─── DATA FOR PROCESSING ───
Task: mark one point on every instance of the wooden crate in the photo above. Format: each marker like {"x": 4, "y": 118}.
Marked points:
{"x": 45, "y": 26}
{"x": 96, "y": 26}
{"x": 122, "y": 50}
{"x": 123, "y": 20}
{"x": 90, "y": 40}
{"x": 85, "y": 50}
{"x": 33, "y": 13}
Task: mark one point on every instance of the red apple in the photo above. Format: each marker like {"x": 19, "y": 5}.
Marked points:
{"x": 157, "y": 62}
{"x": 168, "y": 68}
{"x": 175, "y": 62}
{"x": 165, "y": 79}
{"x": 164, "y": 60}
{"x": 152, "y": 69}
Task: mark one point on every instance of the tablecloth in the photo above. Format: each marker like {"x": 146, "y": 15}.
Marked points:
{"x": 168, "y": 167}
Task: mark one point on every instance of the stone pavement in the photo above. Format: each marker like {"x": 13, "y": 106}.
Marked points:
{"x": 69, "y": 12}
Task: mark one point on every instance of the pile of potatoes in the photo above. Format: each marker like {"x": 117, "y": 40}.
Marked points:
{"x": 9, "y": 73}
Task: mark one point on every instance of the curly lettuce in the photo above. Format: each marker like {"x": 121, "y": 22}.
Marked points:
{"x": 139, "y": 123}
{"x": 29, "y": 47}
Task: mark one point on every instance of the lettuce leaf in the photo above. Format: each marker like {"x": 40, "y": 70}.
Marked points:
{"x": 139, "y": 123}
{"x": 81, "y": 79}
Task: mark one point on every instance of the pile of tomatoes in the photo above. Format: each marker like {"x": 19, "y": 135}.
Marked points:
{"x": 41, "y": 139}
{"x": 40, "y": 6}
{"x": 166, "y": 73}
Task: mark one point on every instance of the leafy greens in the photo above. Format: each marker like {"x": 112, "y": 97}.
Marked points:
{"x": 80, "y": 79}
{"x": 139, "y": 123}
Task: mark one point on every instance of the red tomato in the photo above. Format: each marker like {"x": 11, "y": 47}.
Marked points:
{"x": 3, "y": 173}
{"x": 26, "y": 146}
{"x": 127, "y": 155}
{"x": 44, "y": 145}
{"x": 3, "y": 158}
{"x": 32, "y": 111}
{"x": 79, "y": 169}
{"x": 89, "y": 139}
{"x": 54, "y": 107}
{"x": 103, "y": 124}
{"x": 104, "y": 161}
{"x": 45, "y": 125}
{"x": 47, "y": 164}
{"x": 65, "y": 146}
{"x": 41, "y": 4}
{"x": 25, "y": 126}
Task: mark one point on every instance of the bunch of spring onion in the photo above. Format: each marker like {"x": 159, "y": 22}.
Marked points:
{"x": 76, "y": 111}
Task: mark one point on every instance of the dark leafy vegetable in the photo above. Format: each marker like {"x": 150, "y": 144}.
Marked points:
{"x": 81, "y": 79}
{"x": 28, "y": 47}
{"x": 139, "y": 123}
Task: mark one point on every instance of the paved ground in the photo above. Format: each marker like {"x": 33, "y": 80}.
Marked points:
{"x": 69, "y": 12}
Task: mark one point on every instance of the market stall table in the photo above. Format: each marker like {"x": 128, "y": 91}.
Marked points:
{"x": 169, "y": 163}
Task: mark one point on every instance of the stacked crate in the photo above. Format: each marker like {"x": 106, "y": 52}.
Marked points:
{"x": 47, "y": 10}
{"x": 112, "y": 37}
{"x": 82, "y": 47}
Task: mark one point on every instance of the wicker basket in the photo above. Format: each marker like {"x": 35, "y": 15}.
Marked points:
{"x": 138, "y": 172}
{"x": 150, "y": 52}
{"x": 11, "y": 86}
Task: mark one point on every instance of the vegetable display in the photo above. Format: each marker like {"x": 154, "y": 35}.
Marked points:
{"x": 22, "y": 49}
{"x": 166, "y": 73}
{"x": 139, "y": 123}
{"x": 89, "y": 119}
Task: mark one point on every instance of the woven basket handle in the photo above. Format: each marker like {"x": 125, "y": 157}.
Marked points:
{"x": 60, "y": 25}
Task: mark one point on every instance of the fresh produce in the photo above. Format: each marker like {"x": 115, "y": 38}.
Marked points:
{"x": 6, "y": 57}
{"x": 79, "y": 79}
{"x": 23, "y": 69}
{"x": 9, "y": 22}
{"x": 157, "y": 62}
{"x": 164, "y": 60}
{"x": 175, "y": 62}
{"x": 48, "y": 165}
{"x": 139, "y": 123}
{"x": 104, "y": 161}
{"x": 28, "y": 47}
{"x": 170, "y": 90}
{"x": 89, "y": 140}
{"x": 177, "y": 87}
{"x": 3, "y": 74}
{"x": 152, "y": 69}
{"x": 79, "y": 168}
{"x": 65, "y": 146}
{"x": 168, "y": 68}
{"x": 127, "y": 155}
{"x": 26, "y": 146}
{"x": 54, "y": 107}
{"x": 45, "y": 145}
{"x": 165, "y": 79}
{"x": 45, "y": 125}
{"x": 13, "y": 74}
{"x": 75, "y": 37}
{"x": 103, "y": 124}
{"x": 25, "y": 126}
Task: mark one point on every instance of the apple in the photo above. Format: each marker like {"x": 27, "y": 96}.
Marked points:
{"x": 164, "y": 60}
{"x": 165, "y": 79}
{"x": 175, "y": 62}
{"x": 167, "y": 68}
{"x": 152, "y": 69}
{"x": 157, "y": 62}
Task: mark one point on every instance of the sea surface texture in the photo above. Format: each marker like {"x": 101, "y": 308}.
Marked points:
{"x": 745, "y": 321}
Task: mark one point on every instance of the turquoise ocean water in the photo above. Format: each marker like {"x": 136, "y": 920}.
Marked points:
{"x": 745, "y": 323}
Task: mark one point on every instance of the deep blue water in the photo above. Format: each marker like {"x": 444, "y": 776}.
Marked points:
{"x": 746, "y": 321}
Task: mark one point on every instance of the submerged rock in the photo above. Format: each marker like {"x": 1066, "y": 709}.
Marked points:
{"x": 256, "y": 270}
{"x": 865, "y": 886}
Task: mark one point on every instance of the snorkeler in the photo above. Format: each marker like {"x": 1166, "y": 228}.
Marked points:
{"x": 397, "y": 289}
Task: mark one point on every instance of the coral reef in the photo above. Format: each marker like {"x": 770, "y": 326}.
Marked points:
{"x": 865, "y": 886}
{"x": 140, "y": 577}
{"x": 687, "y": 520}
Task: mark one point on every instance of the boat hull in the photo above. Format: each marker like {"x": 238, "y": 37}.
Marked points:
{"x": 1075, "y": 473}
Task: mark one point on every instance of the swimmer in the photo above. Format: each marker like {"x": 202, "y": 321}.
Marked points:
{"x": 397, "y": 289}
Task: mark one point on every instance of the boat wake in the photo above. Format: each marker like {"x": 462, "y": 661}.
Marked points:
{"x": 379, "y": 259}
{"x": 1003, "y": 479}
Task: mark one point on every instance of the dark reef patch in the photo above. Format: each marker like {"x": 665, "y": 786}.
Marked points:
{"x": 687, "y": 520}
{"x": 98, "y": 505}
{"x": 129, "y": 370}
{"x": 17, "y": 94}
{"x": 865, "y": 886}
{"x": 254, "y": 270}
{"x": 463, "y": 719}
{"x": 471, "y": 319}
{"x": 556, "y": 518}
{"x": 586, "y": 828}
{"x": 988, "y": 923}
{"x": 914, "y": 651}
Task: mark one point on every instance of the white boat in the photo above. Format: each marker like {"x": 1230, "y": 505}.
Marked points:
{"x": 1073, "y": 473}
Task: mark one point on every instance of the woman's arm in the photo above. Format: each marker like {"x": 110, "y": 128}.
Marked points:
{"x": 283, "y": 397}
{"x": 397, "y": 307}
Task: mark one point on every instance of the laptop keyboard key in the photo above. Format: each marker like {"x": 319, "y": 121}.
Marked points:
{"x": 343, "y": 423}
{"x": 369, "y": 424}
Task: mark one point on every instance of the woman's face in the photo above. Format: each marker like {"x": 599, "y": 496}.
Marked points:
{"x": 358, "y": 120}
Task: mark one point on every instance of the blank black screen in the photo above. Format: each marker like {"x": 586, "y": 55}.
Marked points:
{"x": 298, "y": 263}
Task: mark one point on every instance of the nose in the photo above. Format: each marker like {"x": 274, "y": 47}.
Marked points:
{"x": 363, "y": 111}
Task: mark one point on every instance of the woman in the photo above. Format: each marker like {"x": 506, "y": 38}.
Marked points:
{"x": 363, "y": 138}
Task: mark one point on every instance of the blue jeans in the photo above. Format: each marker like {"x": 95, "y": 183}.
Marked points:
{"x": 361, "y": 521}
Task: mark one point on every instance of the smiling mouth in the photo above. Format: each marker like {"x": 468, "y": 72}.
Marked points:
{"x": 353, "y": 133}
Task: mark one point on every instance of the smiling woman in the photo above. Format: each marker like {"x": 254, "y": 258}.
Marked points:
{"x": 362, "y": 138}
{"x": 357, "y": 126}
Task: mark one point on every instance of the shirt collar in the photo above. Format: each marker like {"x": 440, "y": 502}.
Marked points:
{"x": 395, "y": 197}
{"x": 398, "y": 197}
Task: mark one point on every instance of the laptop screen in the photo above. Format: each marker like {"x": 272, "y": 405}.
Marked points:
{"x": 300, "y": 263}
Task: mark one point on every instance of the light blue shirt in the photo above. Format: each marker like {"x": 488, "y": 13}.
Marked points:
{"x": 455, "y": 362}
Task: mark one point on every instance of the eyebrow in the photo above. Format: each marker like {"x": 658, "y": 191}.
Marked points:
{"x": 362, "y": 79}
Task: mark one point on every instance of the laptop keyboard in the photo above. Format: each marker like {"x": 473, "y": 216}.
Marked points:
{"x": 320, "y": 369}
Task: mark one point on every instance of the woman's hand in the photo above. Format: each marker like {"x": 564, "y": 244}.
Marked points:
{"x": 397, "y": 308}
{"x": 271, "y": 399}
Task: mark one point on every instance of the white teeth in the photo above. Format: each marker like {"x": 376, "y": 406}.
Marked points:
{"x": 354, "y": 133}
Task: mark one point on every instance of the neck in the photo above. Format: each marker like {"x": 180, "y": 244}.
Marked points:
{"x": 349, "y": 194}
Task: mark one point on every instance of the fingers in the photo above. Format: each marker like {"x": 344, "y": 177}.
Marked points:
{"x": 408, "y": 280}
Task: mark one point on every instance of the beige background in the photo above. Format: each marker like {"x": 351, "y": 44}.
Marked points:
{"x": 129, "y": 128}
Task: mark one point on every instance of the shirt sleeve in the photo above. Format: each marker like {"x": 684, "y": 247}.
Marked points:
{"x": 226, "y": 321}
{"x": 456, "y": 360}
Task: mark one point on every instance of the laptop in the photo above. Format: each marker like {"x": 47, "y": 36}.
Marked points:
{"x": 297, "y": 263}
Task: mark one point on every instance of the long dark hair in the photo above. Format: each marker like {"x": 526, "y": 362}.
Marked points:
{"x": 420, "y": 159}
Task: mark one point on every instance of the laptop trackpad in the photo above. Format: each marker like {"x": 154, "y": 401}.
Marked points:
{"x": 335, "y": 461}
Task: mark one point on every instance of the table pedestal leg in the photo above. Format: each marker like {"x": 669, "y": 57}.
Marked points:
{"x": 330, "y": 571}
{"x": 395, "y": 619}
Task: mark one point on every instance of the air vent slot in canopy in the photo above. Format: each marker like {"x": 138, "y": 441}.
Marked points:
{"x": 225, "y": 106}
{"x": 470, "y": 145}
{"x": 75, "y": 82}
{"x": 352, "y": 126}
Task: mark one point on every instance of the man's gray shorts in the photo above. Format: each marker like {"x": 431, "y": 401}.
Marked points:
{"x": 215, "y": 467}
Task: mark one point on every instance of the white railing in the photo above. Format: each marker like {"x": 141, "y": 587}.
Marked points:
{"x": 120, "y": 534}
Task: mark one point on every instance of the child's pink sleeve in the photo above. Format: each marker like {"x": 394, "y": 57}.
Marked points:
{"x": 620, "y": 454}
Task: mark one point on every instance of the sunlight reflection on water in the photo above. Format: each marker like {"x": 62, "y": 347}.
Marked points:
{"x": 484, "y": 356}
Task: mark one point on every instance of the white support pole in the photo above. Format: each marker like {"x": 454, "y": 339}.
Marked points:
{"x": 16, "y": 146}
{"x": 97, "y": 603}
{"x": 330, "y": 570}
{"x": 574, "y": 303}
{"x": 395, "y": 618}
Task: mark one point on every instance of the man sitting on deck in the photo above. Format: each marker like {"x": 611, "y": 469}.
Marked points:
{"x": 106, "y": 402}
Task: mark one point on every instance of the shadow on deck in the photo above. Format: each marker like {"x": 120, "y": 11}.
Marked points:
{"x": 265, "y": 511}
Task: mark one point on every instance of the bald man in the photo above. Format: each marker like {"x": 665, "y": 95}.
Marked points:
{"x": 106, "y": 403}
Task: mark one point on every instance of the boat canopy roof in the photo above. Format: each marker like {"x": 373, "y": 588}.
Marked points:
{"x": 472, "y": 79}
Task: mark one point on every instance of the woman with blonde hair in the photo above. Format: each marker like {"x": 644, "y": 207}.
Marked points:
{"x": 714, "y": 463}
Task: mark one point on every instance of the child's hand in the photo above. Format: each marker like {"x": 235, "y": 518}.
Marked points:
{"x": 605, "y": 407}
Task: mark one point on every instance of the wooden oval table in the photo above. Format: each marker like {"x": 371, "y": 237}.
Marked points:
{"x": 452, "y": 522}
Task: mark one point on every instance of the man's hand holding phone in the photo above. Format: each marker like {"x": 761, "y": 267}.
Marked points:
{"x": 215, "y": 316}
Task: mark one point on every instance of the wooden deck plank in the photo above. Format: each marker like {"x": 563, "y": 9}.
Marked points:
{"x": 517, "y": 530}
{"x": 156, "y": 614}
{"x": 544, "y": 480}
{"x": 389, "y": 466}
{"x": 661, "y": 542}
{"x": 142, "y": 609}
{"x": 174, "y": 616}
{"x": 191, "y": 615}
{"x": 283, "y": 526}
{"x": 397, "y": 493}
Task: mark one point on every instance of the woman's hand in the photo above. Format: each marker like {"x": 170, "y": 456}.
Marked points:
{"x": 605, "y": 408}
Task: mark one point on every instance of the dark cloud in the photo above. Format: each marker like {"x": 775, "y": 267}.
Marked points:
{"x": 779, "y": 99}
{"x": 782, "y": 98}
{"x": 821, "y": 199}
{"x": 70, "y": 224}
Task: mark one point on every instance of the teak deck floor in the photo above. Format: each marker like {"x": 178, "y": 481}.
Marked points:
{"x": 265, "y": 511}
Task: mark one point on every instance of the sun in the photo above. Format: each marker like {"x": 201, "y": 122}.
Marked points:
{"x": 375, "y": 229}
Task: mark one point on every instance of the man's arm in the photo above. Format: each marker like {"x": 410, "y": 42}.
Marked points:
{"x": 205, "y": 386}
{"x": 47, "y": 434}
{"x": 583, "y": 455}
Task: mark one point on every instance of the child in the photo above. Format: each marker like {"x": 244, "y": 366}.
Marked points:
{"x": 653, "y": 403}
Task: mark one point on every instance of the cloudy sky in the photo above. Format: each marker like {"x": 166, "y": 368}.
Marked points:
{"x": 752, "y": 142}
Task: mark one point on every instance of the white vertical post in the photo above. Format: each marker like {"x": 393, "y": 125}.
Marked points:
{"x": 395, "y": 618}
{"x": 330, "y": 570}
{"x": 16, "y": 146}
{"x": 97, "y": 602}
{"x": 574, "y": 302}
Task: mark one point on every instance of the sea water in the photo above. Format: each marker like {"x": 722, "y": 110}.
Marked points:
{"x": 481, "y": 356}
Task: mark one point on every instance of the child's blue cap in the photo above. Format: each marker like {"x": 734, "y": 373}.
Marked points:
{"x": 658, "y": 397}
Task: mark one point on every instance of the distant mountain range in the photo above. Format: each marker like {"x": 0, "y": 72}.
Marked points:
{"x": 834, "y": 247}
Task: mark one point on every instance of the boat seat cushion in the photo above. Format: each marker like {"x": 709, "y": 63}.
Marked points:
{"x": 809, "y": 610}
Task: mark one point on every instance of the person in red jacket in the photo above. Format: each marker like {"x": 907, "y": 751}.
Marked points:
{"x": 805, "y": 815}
───
Scan the listing for the word "smiling". Copy every line in which it appears.

Task: mark one point on every instance of the smiling mouth in the photo above. Format: each marker like {"x": 468, "y": 72}.
Task: mark one point on every instance of the smiling woman in the photo above. Format: each marker like {"x": 254, "y": 258}.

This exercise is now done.